## BEGIN DATA PROVIDED

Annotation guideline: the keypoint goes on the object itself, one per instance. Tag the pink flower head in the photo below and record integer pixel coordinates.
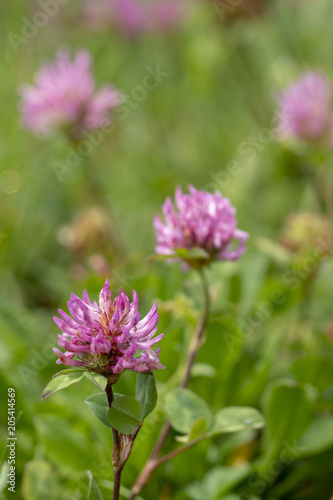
(64, 98)
(108, 337)
(305, 109)
(203, 221)
(133, 17)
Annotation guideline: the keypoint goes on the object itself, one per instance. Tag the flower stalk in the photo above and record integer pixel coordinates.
(155, 460)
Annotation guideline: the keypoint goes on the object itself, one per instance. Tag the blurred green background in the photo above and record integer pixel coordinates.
(57, 237)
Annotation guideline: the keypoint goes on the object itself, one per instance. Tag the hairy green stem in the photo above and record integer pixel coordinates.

## END DATA PROVIDED

◆ GIVEN REQUEST
Return the lines above as a JSON array of strings, one string per line, with blank lines dropped and the pictures left out.

◆ SOLUTION TO THIS TASK
[
  "Annotation guideline: the keypoint goes on the object itself, one per instance. Tag the pink flower head in the photo below and record integer pixel coordinates.",
  "(64, 98)",
  "(108, 337)",
  "(305, 109)",
  "(203, 221)",
  "(133, 17)",
  "Annotation guideline: the keypoint goes on the object itself, one per instance. Tag the flower stalk in the photo above and record integer pixel coordinates.",
  "(155, 460)",
  "Annotation guideline: the keypoint goes on the object itself, one per instance. Tag the blurred green background in the photo above and record integer pixel coordinates.",
  "(57, 237)",
  "Annotation guideline: the keypoint goes on the object itself, one per instance. Tag the hairy green stem in the photo above and record integer pixel coordinates."
]